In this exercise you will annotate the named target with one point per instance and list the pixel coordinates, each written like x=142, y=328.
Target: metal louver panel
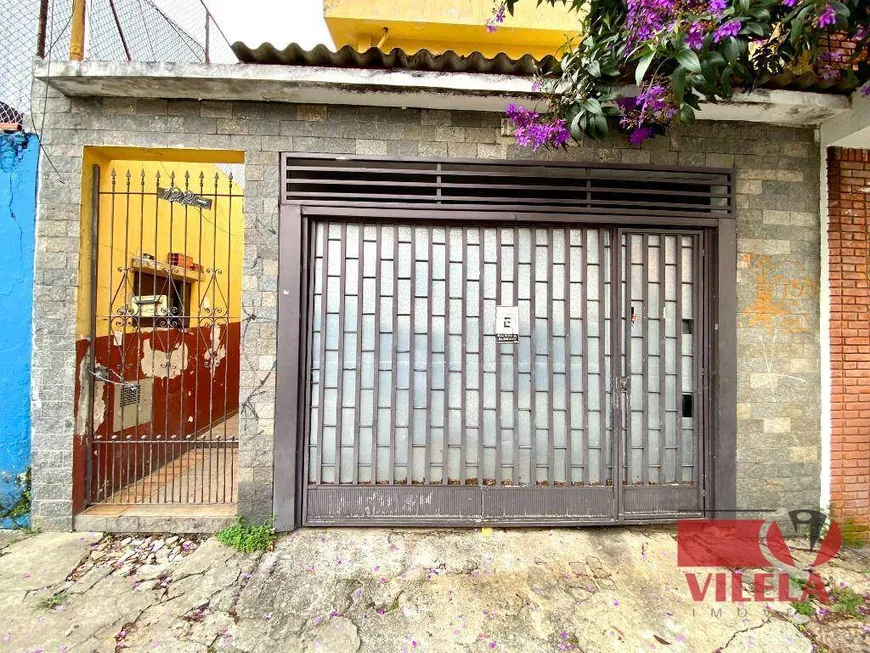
x=521, y=186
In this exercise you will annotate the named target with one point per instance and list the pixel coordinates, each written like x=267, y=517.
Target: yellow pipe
x=77, y=31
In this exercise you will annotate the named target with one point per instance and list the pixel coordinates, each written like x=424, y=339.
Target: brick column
x=849, y=243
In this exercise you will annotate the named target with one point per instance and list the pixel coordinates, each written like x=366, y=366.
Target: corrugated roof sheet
x=373, y=58
x=452, y=62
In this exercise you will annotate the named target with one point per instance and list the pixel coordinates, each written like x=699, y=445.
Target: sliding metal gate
x=419, y=408
x=418, y=412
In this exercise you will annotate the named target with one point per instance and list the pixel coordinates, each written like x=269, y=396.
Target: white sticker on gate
x=507, y=323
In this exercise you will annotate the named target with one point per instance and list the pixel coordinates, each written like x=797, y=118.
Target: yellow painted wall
x=440, y=25
x=140, y=222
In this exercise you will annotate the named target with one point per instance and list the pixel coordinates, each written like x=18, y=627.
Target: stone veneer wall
x=777, y=195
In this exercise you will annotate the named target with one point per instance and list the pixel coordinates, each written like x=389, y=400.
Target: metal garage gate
x=418, y=413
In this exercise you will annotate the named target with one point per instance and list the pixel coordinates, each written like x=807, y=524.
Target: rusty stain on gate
x=162, y=359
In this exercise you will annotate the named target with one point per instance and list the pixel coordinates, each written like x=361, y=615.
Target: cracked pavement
x=383, y=591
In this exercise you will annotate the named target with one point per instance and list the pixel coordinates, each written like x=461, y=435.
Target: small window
x=161, y=301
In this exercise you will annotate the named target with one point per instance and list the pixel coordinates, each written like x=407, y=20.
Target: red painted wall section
x=849, y=267
x=195, y=375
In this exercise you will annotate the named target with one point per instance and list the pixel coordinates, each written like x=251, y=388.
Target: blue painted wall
x=19, y=155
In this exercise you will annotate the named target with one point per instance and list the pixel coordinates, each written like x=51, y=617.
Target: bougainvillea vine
x=680, y=53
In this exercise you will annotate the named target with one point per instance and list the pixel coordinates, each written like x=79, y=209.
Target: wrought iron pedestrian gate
x=419, y=414
x=159, y=371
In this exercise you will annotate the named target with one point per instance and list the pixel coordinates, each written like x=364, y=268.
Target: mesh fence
x=116, y=30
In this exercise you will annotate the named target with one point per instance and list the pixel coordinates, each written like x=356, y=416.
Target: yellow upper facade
x=440, y=25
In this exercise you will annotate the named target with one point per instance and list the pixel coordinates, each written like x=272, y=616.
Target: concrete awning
x=378, y=87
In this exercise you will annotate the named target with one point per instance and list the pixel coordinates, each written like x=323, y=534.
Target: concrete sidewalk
x=383, y=591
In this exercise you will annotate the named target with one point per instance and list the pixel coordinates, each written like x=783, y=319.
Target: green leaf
x=732, y=49
x=598, y=125
x=594, y=69
x=687, y=114
x=678, y=83
x=797, y=26
x=642, y=67
x=689, y=60
x=754, y=28
x=576, y=127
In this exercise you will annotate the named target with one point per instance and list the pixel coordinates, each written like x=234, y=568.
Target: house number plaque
x=507, y=323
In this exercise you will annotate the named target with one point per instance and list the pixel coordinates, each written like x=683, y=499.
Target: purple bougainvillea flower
x=695, y=36
x=531, y=131
x=496, y=19
x=827, y=17
x=639, y=135
x=731, y=28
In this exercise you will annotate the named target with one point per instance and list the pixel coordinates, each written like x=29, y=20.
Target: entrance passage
x=159, y=370
x=424, y=410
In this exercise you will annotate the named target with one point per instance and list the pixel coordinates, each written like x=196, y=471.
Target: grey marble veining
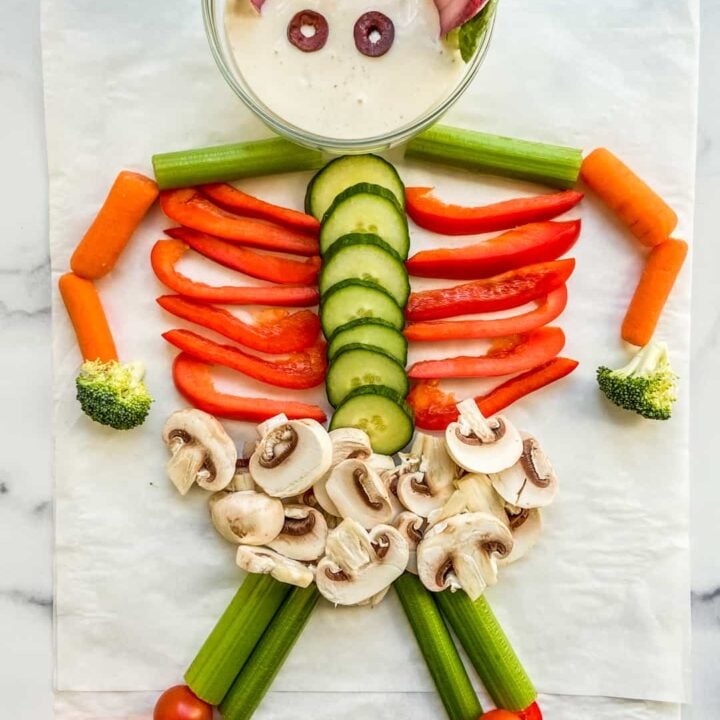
x=26, y=390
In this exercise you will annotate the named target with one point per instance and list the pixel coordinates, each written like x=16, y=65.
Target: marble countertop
x=26, y=389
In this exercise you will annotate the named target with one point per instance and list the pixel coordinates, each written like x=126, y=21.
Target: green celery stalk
x=446, y=667
x=232, y=162
x=553, y=165
x=268, y=657
x=489, y=650
x=233, y=639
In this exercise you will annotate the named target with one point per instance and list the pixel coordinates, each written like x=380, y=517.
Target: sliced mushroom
===
[What is expected]
Recast every line of the entries above as a JSON list of strings, one string per line, with blank lines omitted and the pictures left out.

[Full solution]
[
  "In this exercise you will annotate the named target with one point per instance and list the pixel coordinates, each written like x=142, y=328.",
  "Target: metal louver panel",
  "x=521, y=186",
  "In this exercise you will annotate the named target with one point per instance and list the pixel coordinates, each written like x=267, y=517.",
  "Target: yellow pipe",
  "x=77, y=31",
  "In this exercise you will annotate the named target with one point per instance and list the pixel coordinates, each written like x=424, y=339.",
  "Target: brick column",
  "x=849, y=243",
  "In this exercise you will annotate the named target with one point per instance and list the pixel coordinates, each written like x=366, y=366.",
  "Target: corrugated roof sheet",
  "x=373, y=58",
  "x=452, y=62",
  "In this exercise you will annotate the named target with one point per instance and list the pixel coordinates, each written like x=699, y=445.",
  "Target: sliding metal gate",
  "x=419, y=408",
  "x=418, y=412",
  "In this exercise you will annotate the named target with one point per instance and list the pixel coordinates, each written like x=269, y=396.",
  "Target: white sticker on gate",
  "x=507, y=323",
  "In this exercise you will annotate the named target with one point per instance and list the pixel coordinates, each written like x=797, y=118.",
  "Target: yellow painted wall",
  "x=440, y=25",
  "x=140, y=222",
  "In this exercise you will annotate the named target with one point per instance and list the pixel coordinates, each written like x=18, y=627.",
  "Target: stone veneer wall",
  "x=777, y=195",
  "In this exercise you will annotate the named target with one point per instance and list the pixel coordinates, each written like x=389, y=400.",
  "Target: metal garage gate",
  "x=418, y=413",
  "In this exercise you will annotate the named target with one point per instance and list the pixel coordinates, each written like x=807, y=524.",
  "Target: rusty stain on gate",
  "x=162, y=359",
  "In this exercise you will annotate the named target with one point per instance and list the pixel coordinates, each written like x=361, y=615.",
  "Target: cracked pavement",
  "x=383, y=591",
  "In this exercise you will annotate the named target with one point per instance and list the pixel coordinates, each written like x=461, y=435.",
  "Target: small window",
  "x=161, y=301",
  "In this exercise you will annotate the named target with one point per instance and list the pixel coordinates, each written like x=407, y=20.",
  "Target: red painted wall section",
  "x=849, y=267",
  "x=195, y=375",
  "In this exercise you will annotate the named target with one point per instance and list the pixel coordinates, each written like x=251, y=388.",
  "Target: blue painted wall",
  "x=19, y=155",
  "In this exercise you will annotate the named target with one point per instance and list the pixel coordinates, each written like x=51, y=617.",
  "Target: bougainvillea vine",
  "x=680, y=53",
  "In this exercise you will annotate the named target with one point per instance and list the pixel coordinates, each written like x=79, y=209.",
  "Target: wrought iron pedestrian gate",
  "x=419, y=414",
  "x=159, y=371",
  "In this exercise you will annotate the named target with one point per instance and list the pixel coordinates, each written like x=364, y=268.",
  "Target: mesh fence",
  "x=116, y=30",
  "In this exercise you will annotate the named target with one point per instance and list the pixel coordinates, each written like x=356, y=416.",
  "Target: yellow upper facade",
  "x=440, y=25",
  "In this exercise you will annotate the named target with one point per instance and list the pixel coordinates, each written like x=272, y=616.",
  "Target: concrete awning",
  "x=378, y=87",
  "In this exercise you will annotate the named target with one point per instance and list the pixel coordinates, each written like x=323, y=534.",
  "Target: concrete sidewalk",
  "x=383, y=591",
  "In this exercise you will annotate the named target with one point per instance and list the pixel coordinates, each written like x=783, y=319.",
  "Target: green leaf",
  "x=732, y=49",
  "x=598, y=125",
  "x=594, y=69",
  "x=687, y=114",
  "x=678, y=83",
  "x=797, y=26",
  "x=642, y=67",
  "x=689, y=60",
  "x=754, y=28",
  "x=576, y=127",
  "In this exercise you will annotate the named target with one point per instance and list the pixel coordinates, each written like x=234, y=568.",
  "Target: house number plaque",
  "x=507, y=323",
  "In this exercise you will annotate the named target with one point per instance and list the pixel coordinates, each written like x=683, y=499.",
  "Target: purple bougainvillea flower",
  "x=695, y=36",
  "x=531, y=131",
  "x=496, y=19",
  "x=827, y=17",
  "x=639, y=135",
  "x=731, y=28",
  "In this exercise you will annotate the named target with one point per instance and list the pixel coordinates, each written like x=29, y=20.",
  "Target: entrance passage",
  "x=159, y=370",
  "x=424, y=410",
  "In this exercise you will annotate the named target with one point per instance and list the pixel coordinates, each written like x=196, y=471.",
  "Target: grey marble veining",
  "x=26, y=390",
  "In this exercise you will annotate the named target with one point per instance and list the pixel coordinates, each written like x=16, y=65.",
  "Target: marble countertop",
  "x=26, y=389",
  "In this exercise you will annotate the named target with one point per instance and list the pixel coordinates, each written like x=126, y=21.",
  "Target: green celery stalk",
  "x=446, y=667",
  "x=232, y=162",
  "x=553, y=165",
  "x=268, y=657",
  "x=489, y=650",
  "x=233, y=639",
  "In this exercise you will annotate the named target with one point per instance and list the pixel coordinates, each written like x=380, y=517.",
  "Target: sliced mushroom"
]